*GOAL OF THE EXERCISE*.
Reproduce verbatim the lines beginning with the one containing "Provide one point per instance of the black metal" and continuing through the one containing "x=460 y=677", including both.

*DATA IN THIS EXERCISE*.
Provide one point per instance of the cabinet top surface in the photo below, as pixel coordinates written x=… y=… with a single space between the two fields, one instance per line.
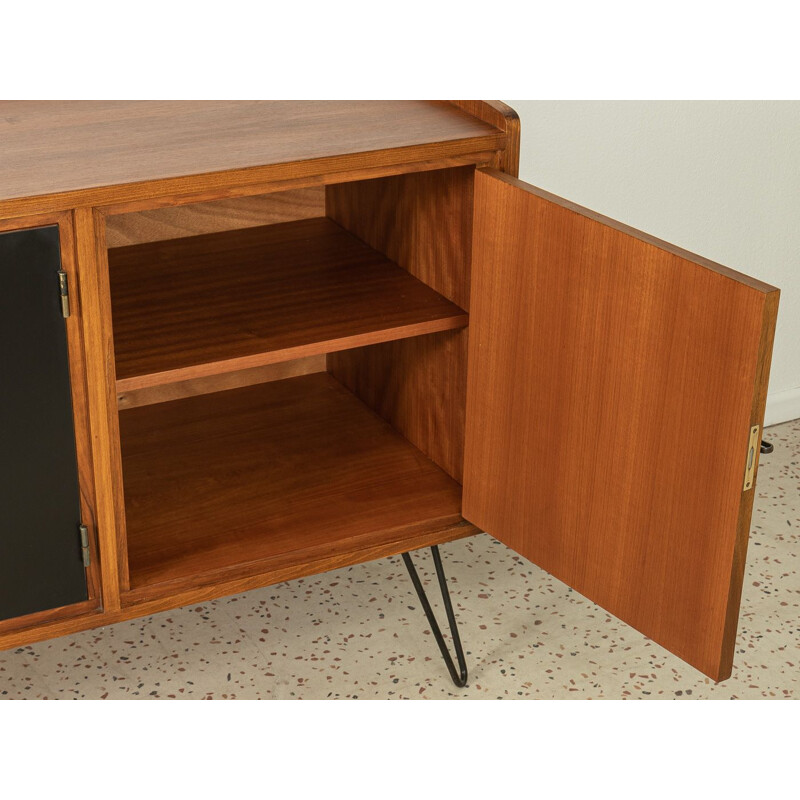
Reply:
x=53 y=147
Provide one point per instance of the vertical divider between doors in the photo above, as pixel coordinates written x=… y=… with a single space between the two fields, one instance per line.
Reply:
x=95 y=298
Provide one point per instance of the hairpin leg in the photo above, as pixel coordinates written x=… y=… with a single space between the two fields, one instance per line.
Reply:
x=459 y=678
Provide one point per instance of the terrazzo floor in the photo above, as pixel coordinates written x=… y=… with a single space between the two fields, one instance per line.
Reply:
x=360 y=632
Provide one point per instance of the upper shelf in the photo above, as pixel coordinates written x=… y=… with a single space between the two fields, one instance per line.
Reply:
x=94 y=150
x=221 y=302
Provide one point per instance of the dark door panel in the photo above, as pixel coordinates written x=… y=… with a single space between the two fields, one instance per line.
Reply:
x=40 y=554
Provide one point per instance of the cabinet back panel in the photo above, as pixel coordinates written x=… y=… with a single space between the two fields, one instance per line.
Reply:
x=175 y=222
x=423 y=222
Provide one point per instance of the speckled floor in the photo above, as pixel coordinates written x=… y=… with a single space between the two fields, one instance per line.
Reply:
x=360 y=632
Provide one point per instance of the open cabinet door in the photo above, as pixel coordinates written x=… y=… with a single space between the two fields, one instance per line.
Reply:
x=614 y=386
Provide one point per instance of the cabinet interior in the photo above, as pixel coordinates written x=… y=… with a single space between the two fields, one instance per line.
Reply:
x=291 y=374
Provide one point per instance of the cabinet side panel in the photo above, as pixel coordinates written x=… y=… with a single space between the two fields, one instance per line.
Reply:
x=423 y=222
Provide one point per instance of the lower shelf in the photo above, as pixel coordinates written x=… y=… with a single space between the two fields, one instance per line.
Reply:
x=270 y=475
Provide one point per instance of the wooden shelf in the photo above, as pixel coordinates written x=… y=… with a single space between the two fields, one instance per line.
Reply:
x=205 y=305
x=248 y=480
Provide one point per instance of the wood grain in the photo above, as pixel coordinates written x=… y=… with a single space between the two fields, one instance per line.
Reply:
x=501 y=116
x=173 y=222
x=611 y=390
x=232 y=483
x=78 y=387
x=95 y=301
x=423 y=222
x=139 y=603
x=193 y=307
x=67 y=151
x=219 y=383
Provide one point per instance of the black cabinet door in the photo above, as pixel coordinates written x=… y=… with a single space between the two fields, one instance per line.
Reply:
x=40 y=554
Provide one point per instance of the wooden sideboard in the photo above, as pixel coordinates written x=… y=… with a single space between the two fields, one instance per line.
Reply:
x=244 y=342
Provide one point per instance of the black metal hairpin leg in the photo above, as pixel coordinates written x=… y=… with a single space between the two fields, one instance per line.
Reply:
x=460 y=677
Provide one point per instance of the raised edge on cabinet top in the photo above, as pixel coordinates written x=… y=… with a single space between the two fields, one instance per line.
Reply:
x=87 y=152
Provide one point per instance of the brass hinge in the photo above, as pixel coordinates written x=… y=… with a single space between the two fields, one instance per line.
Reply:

*TASK ANSWER*.
Provide one point per instance of the black metal hairpin leg in the photo above, as pixel coordinates written x=… y=… with a single space between the two fields, one instance per line.
Reply:
x=460 y=677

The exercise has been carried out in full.